Problem to solve
Restate all the material verbatim, except for the pictures.

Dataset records
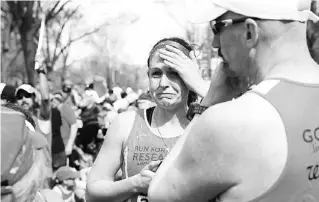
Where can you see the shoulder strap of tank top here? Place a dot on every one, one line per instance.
(138, 122)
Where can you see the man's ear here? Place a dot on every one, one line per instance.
(251, 29)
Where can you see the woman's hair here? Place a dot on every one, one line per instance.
(192, 96)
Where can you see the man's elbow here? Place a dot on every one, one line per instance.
(153, 193)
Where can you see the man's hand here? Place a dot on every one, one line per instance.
(68, 150)
(225, 86)
(144, 178)
(186, 66)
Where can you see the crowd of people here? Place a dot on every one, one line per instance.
(250, 134)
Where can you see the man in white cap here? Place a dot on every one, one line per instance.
(263, 145)
(26, 98)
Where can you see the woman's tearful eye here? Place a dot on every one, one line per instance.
(156, 73)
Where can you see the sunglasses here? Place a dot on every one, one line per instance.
(217, 26)
(24, 94)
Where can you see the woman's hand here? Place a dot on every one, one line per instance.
(187, 67)
(144, 178)
(224, 86)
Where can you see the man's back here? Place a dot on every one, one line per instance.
(255, 147)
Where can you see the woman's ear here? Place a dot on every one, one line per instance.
(251, 37)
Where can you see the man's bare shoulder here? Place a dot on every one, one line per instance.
(247, 122)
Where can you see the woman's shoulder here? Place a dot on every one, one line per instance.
(123, 123)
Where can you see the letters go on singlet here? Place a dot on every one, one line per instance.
(313, 172)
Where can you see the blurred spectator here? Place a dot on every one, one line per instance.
(41, 112)
(117, 91)
(69, 126)
(7, 93)
(89, 90)
(145, 101)
(68, 96)
(24, 172)
(111, 98)
(121, 104)
(66, 183)
(26, 98)
(57, 146)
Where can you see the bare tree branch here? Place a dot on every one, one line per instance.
(15, 57)
(48, 44)
(59, 10)
(76, 39)
(49, 15)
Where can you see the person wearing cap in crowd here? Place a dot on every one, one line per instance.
(23, 170)
(7, 93)
(66, 183)
(87, 138)
(69, 126)
(137, 141)
(26, 98)
(261, 146)
(70, 96)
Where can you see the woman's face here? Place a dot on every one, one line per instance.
(166, 86)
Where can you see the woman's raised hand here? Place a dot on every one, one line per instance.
(187, 67)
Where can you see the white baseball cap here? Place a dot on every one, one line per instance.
(201, 11)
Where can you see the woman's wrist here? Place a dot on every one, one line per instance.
(134, 181)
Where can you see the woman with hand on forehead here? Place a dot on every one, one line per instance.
(137, 141)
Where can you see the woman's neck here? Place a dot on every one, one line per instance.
(170, 122)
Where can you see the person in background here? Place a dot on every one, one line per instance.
(41, 112)
(145, 101)
(69, 125)
(87, 138)
(70, 96)
(23, 172)
(65, 178)
(137, 141)
(57, 146)
(7, 93)
(26, 98)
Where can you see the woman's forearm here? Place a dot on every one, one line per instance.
(110, 191)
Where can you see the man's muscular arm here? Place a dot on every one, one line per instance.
(199, 167)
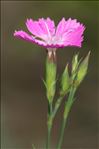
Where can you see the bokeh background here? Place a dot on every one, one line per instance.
(24, 103)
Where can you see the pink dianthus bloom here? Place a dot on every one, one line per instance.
(44, 33)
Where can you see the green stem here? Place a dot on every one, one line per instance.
(57, 105)
(49, 125)
(68, 105)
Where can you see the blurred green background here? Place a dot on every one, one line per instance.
(24, 104)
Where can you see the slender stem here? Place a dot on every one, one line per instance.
(68, 105)
(49, 125)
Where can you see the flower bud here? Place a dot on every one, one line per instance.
(82, 69)
(65, 81)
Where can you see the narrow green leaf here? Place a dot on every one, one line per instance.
(82, 71)
(65, 81)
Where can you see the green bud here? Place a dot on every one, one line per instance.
(50, 79)
(82, 71)
(65, 81)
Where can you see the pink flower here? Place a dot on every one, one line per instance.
(44, 33)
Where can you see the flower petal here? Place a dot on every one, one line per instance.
(70, 32)
(43, 28)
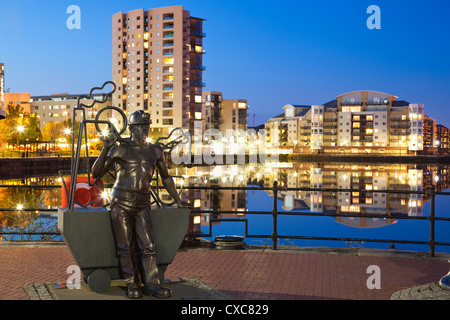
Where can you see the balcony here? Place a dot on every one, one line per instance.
(168, 35)
(198, 84)
(198, 33)
(168, 26)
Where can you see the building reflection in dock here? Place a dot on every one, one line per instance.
(347, 188)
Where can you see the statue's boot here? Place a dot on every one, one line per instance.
(131, 276)
(152, 285)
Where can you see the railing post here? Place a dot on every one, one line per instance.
(432, 219)
(275, 215)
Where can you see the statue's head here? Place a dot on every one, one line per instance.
(139, 124)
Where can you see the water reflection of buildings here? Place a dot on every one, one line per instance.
(234, 202)
(361, 188)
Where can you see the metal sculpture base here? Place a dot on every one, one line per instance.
(89, 236)
(445, 281)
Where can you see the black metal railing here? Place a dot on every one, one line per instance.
(432, 218)
(275, 236)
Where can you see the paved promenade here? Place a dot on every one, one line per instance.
(253, 274)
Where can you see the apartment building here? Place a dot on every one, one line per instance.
(18, 98)
(357, 122)
(157, 58)
(223, 114)
(2, 91)
(59, 108)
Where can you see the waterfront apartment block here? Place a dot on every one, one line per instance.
(157, 58)
(223, 114)
(2, 91)
(18, 98)
(59, 108)
(357, 122)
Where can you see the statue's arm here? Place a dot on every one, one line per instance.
(105, 160)
(167, 179)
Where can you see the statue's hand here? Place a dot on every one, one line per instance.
(109, 140)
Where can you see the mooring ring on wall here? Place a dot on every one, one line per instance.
(125, 120)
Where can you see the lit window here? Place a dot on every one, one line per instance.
(169, 60)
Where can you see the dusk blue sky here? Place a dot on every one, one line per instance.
(271, 53)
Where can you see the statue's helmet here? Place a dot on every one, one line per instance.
(139, 117)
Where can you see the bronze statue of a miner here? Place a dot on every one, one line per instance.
(135, 161)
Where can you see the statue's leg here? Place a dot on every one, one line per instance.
(146, 243)
(123, 229)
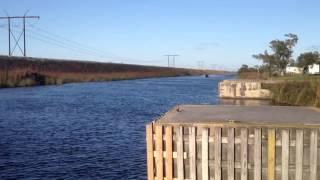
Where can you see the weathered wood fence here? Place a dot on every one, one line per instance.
(199, 151)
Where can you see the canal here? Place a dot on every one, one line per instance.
(89, 130)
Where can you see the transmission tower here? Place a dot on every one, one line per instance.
(173, 59)
(17, 40)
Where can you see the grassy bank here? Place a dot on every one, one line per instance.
(21, 72)
(304, 92)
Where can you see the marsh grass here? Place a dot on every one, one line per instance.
(19, 72)
(297, 92)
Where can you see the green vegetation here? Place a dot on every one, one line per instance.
(306, 59)
(280, 56)
(298, 93)
(275, 61)
(20, 72)
(288, 89)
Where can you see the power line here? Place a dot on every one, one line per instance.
(17, 40)
(173, 58)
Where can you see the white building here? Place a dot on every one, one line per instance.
(314, 69)
(294, 70)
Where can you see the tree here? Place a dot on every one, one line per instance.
(267, 59)
(308, 58)
(281, 53)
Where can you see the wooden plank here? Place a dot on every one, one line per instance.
(244, 153)
(231, 154)
(180, 154)
(169, 154)
(159, 149)
(285, 154)
(271, 153)
(299, 154)
(149, 141)
(193, 156)
(217, 153)
(204, 155)
(257, 154)
(313, 154)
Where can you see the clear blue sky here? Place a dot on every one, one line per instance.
(222, 34)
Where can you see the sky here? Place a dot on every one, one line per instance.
(216, 34)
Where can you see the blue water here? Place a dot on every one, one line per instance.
(88, 130)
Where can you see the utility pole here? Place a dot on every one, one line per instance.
(168, 60)
(173, 58)
(9, 18)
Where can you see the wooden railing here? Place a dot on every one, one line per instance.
(234, 153)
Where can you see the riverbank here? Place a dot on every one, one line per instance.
(295, 90)
(22, 72)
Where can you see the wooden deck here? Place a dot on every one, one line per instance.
(234, 142)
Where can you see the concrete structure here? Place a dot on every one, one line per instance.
(314, 69)
(246, 89)
(294, 70)
(234, 142)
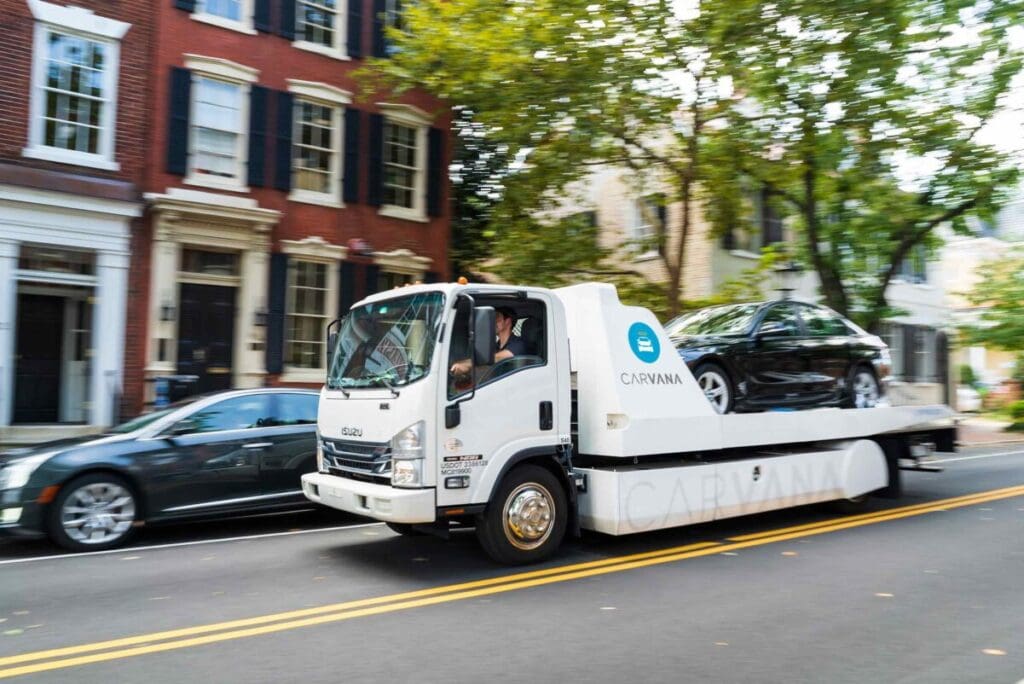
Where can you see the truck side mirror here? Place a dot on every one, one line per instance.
(484, 345)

Solution
Where can you see the shoulder strap of tank top here? Place a dot on every one, one line per instance.
(138, 122)
Where can you see the man's ear here? Place a dot on every one, one line per instance.
(251, 29)
Where can you see the woman's hair here? Place a dot on every one, one line per instance.
(192, 96)
Where can you see the man's elbow here? Place a dot on every one, one line per instance.
(153, 193)
Where can you see the man's hand here? Place a dot on every one, one line per instance.
(68, 150)
(225, 86)
(144, 178)
(186, 66)
Where can you see the crowd of people here? Place a dot on every one, one line per instance.
(250, 134)
Where can you see the man in white cap here? Place a dot on every one, one line per instance.
(263, 145)
(26, 98)
Where can you see the woman's tearful eye here? Place a dot on every one, one line per instance.
(156, 73)
Where can you see the sunglasses here? Place a dot on every one, one line per instance.
(217, 26)
(24, 94)
Where can you see the woman's hand here? Place a dot on every one, one line per instance.
(187, 67)
(144, 178)
(224, 86)
Where can you see the man's back here? Place a dot on every one, one line per instance.
(255, 147)
Where can you see the woman's ear here? Place a dot on every one, one line per instance.
(251, 37)
Where can you see the man's bare shoulder here? Place a dot on every one, one line per instance.
(247, 122)
Where can you see the woman's shoulder here? Place a dot on every one, one line per instance.
(123, 123)
Where can you see the letters go on singlet here? Place a dot on every one, one line per instance.
(313, 172)
Where can you see the blurred spectator here? Place a dot on every one, one line per instance.
(41, 112)
(117, 91)
(69, 126)
(7, 93)
(89, 90)
(145, 101)
(68, 96)
(24, 172)
(111, 98)
(121, 104)
(66, 183)
(26, 98)
(57, 146)
Where can you see the bare tree branch here? Place a dot on every one, one line per instance.
(15, 57)
(48, 44)
(59, 10)
(76, 39)
(49, 15)
Where can you see the person wearing cap in crowd here? Place a dot on every one, one line per instance.
(23, 170)
(7, 93)
(66, 183)
(87, 138)
(69, 126)
(137, 141)
(26, 98)
(261, 146)
(70, 96)
Where can you see the woman's face here? Place a dot on every one, one line per instance.
(166, 86)
Where can you see the woman's raised hand here? Place a dot on every one, one line per instance.
(187, 67)
Where can you see the white baseball cap here? Place a dot on every one, one line per instance.
(201, 11)
Where can you see the woman's wrist here? Place a dot on every one, one line per instance.
(134, 181)
Where can you see the woman with hand on forehead here? Place a dot on every one, one line per instance.
(137, 141)
Where can you see the woman's neck here? Place a dot on every one, one line per instance.
(170, 122)
Where can you see the person in background here? Place a dot on every one, one line per instance.
(41, 112)
(145, 101)
(69, 125)
(87, 138)
(70, 96)
(23, 172)
(65, 178)
(137, 141)
(57, 146)
(7, 93)
(26, 98)
Where can you see the woman's forearm here? Place a dot on every one, one line per instance.
(110, 191)
Where can you see the man's muscular arm here? Place a dot on every one, one line per instance.
(199, 167)
Where can you see the bokeh background here? Place a dot on every one, one line per instance.
(24, 103)
Where can you see the pink dianthus bloom here? Place a dot on every one, one line per instance.
(44, 33)
Where can you see the green stem here? Place a dot on every one, one line per instance.
(57, 105)
(49, 125)
(68, 105)
Where can you see the blurred green background here? Place a dot on every one, one line per instance.
(24, 104)
Where can you see the slender stem here? Place a dot on every one, one line per instance.
(68, 105)
(49, 125)
Where can you see the flower bud here? Place a dot on every one, one line per instance.
(82, 69)
(65, 81)
Where can you see the narrow green leaf here? Place a dot on every one, one line per instance.
(82, 71)
(65, 81)
Where can you see the green bud here? Place a dot on every one, one line per instance.
(50, 79)
(82, 71)
(65, 81)
Where can you see the pink flower here? Place a dot on every one, one line per instance.
(44, 33)
Where can you see the flower petal here? Place a dot on every one, one line per instance.
(70, 32)
(43, 28)
Where can you see the balcony here? Place a dot on every one, one line per instance.
(168, 35)
(198, 84)
(198, 33)
(168, 26)
Where can you see the building reflection in dock here? Place a dot on every one, one line per instance.
(347, 188)
Where can you see the statue's boot here? Place a dot on every one, one line per instance.
(131, 276)
(152, 285)
Where can you see the railing post here? Place a dot on every one, one line per instance.
(432, 219)
(275, 215)
Where can you see the statue's head here? Place a dot on every one, one line per instance.
(139, 124)
Where can you see the water reflection of buildings here? Place a dot on every one, one line per instance.
(234, 202)
(361, 188)
Where can you see the metal sculpture base here? Place a dot on every one, one line per instance.
(89, 236)
(445, 281)
Where can you see the black metal railing here? Place a dot on every one, one line per instance.
(432, 218)
(275, 236)
Where can you see the paved promenade here? Place a dot on every one, one line per instance.
(253, 274)
Where can you see the apartment building here? Place a dot on every one, one line per instance.
(18, 98)
(357, 122)
(157, 58)
(223, 114)
(2, 91)
(59, 108)
Where can you see the waterfront apartment block here? Place a dot on every one, one line per instance.
(157, 58)
(223, 114)
(2, 91)
(18, 98)
(59, 108)
(357, 122)
Where can you see the statue's arm here? Place a dot on every one, one line per instance.
(105, 160)
(167, 179)
Where can you see the statue's hand here? Place a dot on every one, one line per instance.
(109, 140)
Where can you see the mooring ring on wall here? Place a dot on every one, one line per instance.
(125, 120)
Where can you see the lit window here? Place a dot on every one, one line per instance.
(169, 60)
Where can you see the dusk blue sky here? Place a dot on every one, one line per instance.
(271, 53)
Where can you see the statue's helmet here? Place a dot on every one, one line per instance.
(139, 117)
Where can you see the bronze statue of a miner here? Place a dot on every one, one line per instance.
(135, 161)
Where can you see the statue's leg here? Place a dot on every one, one line per instance.
(146, 243)
(123, 229)
Where can you see the weathered wood fence here? Place a dot on every one, one line per instance.
(199, 151)
Where can you see the canal here? Place a dot on every one, one line per instance.
(89, 130)
Where can you see the transmission tower here? Place a dot on every one, one line per instance.
(173, 59)
(17, 40)
Where can you see the grassy bank here? Place a dot on every one, one line per instance.
(21, 72)
(304, 92)
Where can you see the marsh grass here? Place a dot on every one, one line per instance.
(19, 72)
(297, 92)
Where can you see the green vegetation here? Place a dot on every one, one line per instance.
(306, 59)
(280, 56)
(298, 93)
(275, 61)
(20, 72)
(288, 89)
Where can you see the power line here? Place a dot on every one, one line per instance.
(17, 40)
(173, 58)
Where can you see the white building here? Place a dot on every one, one line per instance.
(314, 69)
(294, 70)
Where can you see the tree here? Place a dot on every one, one line per instance.
(267, 59)
(308, 58)
(281, 53)
Where can you see the wooden plank here? Place a dot on every one, one line per instance.
(244, 153)
(231, 154)
(180, 154)
(169, 154)
(159, 149)
(285, 154)
(271, 153)
(299, 154)
(149, 141)
(193, 156)
(217, 153)
(204, 155)
(257, 154)
(313, 154)
Where can you see the clear blue sky here? Place a dot on every one, one line per instance.
(222, 34)
Where can you see the sky here? Place a dot on every one, one line per instance.
(216, 34)
Where can you see the blue water here? Place a dot on every one, one line per instance.
(88, 130)
Where can you see the utility pole here? Place a dot on every one, one line per instance.
(168, 60)
(173, 58)
(9, 18)
Where can you see the wooden railing here? Place a dot on every one, one line per instance.
(234, 153)
Where can you see the riverbank here? Place a dot on every one, one line per instance.
(295, 90)
(22, 72)
Where can you see the wooden deck here? Place a dot on every one, one line per instance.
(234, 142)
Where can you see the concrete structure here? Place a dot on every one, one line per instance.
(314, 69)
(246, 89)
(294, 70)
(234, 142)
Where can you see the truck side mirror here? Place a dot on every one, one line per instance.
(484, 345)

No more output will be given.